Recast every line of the records below as a Markdown table with two columns, Row for the row number and Text for the line itself. Omit blank lines.
************
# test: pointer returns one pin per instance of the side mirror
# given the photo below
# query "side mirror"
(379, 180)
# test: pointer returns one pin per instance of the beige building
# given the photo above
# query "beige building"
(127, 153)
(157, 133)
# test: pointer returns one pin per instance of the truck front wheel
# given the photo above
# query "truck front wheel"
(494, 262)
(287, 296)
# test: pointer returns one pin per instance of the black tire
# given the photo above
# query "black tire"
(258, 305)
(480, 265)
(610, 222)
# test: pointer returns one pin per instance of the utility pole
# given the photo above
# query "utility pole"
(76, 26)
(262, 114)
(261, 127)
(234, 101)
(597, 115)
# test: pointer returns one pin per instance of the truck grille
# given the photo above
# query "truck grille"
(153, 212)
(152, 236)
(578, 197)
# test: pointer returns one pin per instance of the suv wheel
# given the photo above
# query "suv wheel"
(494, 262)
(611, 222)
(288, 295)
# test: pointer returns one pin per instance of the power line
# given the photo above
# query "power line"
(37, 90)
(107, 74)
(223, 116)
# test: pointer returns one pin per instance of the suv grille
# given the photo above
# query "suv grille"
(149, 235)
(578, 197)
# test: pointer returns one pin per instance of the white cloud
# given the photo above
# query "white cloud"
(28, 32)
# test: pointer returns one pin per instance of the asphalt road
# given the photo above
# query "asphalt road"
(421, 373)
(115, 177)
************
FINAL RESULT =
| Row | Text |
|---|---|
| 1 | # test: pointer returns one pin per instance of the side mirror |
| 2 | # given the photo below |
| 3 | # query "side mirror" |
| 4 | (379, 180) |
| 5 | # test: pointer returns one pin per instance of the beige building |
| 6 | # given the photo above |
| 7 | # query "beige building" |
| 8 | (127, 153) |
| 9 | (157, 133) |
| 10 | # test: pointer returns one pin per instance of the truck front wheel |
| 11 | # given the photo above |
| 12 | # query "truck front wheel" |
| 13 | (494, 262) |
| 14 | (287, 296) |
| 15 | # test: pointer returns one pin per instance of the black tire |
| 16 | # given the photo above |
| 17 | # query "black tire" |
| 18 | (258, 305) |
| 19 | (480, 265) |
| 20 | (610, 222) |
| 21 | # test: pointer returns one pin per instance of the utility pole |
| 22 | # given the photo above |
| 23 | # query "utility pole" |
| 24 | (76, 26) |
| 25 | (262, 114) |
| 26 | (261, 127) |
| 27 | (234, 101) |
| 28 | (597, 115) |
| 29 | # test: pointer returns one pin per instance of the truck grille |
| 30 | # given the photo above |
| 31 | # query "truck grille" |
| 32 | (153, 212) |
| 33 | (152, 236) |
| 34 | (578, 197) |
| 35 | # test: pointer returns one pin per instance of the suv wheel |
| 36 | # given the photo above |
| 37 | # query "suv wheel" |
| 38 | (494, 262) |
| 39 | (611, 222) |
| 40 | (288, 295) |
| 41 | # test: pointer returns one pin per instance of the power line |
| 42 | # given the photo above |
| 43 | # query "power line" |
| 44 | (37, 90) |
| 45 | (107, 74) |
| 46 | (223, 116) |
| 47 | # test: pointer returns one pin per instance of the suv grille |
| 48 | # given the photo above |
| 49 | # query "suv grille" |
| 50 | (149, 235) |
| 51 | (578, 197) |
| 52 | # test: pointer returns one pin per instance of the white cloud |
| 53 | # given the photo above |
| 54 | # query "white cloud" |
| 55 | (28, 32) |
| 56 | # test: pointer returns one pin per instance of the asphalt road |
| 57 | # given the photo above |
| 58 | # query "asphalt road" |
| 59 | (421, 373) |
| 60 | (115, 177) |